▶ **Task brief**
Output every item below verbatim, line for line, with nothing changed.

BEGIN Records provided

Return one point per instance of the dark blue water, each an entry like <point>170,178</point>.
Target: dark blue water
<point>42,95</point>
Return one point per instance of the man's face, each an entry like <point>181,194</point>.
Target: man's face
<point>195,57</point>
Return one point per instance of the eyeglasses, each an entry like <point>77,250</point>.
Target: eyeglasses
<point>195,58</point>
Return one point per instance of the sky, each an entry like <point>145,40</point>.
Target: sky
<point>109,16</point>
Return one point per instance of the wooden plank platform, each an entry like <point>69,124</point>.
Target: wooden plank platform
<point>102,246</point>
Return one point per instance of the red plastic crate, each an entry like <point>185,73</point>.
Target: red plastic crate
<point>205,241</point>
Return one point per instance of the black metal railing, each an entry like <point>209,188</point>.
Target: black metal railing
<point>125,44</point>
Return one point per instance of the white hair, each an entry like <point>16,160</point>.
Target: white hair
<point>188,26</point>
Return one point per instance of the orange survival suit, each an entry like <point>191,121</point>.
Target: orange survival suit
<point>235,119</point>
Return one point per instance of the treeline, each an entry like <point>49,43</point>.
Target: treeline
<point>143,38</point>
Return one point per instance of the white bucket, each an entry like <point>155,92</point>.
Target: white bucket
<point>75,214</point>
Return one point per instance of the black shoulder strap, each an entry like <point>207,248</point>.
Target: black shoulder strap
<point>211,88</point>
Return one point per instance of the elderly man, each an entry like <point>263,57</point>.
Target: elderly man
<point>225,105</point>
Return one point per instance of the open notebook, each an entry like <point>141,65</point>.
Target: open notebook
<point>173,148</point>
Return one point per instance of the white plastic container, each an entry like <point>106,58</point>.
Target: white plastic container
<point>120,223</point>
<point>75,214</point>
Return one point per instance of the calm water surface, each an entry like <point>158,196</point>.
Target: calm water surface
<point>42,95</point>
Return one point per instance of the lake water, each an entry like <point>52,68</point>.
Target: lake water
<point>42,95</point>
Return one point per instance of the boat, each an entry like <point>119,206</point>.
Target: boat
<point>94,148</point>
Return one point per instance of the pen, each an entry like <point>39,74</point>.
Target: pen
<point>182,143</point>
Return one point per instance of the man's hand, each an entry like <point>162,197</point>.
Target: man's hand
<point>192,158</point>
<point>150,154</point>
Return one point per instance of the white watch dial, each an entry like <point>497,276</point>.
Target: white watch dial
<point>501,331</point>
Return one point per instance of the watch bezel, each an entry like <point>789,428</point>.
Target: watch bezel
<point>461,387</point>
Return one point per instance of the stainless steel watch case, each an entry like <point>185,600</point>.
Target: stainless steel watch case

END Records provided

▶ **The reply**
Return one point per instance of the dark blue water, each an entry like <point>170,178</point>.
Target: dark blue water
<point>42,95</point>
Return one point per instance of the man's face, each an entry like <point>181,194</point>.
Target: man's face
<point>195,57</point>
Return one point per instance of the eyeglasses, each an entry like <point>77,250</point>.
Target: eyeglasses
<point>195,58</point>
Return one point per instance of the sky, each an entry like <point>145,40</point>.
Target: sky
<point>109,16</point>
Return one point per instance of the wooden plank platform, each an entry like <point>69,124</point>.
Target: wooden plank platform
<point>102,246</point>
Return one point per instance of the red plastic crate, each an entry like <point>185,73</point>.
Target: red plastic crate
<point>205,241</point>
Return one point per instance of the black metal railing, each an entry like <point>209,188</point>.
Target: black metal railing
<point>125,44</point>
Return one point per instance of the white hair, each an entry like <point>16,160</point>.
Target: white hair
<point>188,26</point>
Return one point per instance of the orange survival suit, each an entry like <point>191,121</point>.
Target: orange survival suit
<point>235,119</point>
Return one point per instance of the treeline, each an entry like <point>49,43</point>.
Target: treeline
<point>143,38</point>
Return one point per instance of the white bucket, each an entry like <point>155,92</point>.
Target: white bucket
<point>75,214</point>
Return one point per instance of the black shoulder strap, each an entry like <point>207,248</point>.
Target: black shoulder strap
<point>211,88</point>
Return one point per instance of the elderly man, each an entry like <point>263,57</point>.
Target: elderly man
<point>225,105</point>
Return one point per instance of the open notebook, each an entry like <point>141,65</point>.
Target: open notebook
<point>173,148</point>
Return one point per instance of the white plastic container, each an entry like <point>106,58</point>.
Target: white plastic container
<point>120,223</point>
<point>75,214</point>
Return one point per instance of the calm water surface, each an entry like <point>158,196</point>.
Target: calm water surface
<point>42,95</point>
Return one point per instance of the lake water, each an entry like <point>52,68</point>.
Target: lake water
<point>42,95</point>
Return one point per instance of the boat, each an entry like <point>119,206</point>.
Target: boat
<point>94,148</point>
Return one point per instance of the pen, each an entry like <point>39,74</point>.
Target: pen
<point>182,143</point>
Return one point per instance of the man's hand, each an entry like <point>162,197</point>.
Target: man's hand
<point>192,158</point>
<point>150,154</point>
Return one point per instance of the white watch dial, each an entry like <point>497,276</point>.
Target: white watch dial
<point>501,331</point>
Return one point per instance of the watch bezel, each an entry like <point>789,428</point>.
Target: watch bezel
<point>461,387</point>
Return one point per instance of the stainless steel watch case, each an entry like <point>185,600</point>.
Target: stainless steel watch case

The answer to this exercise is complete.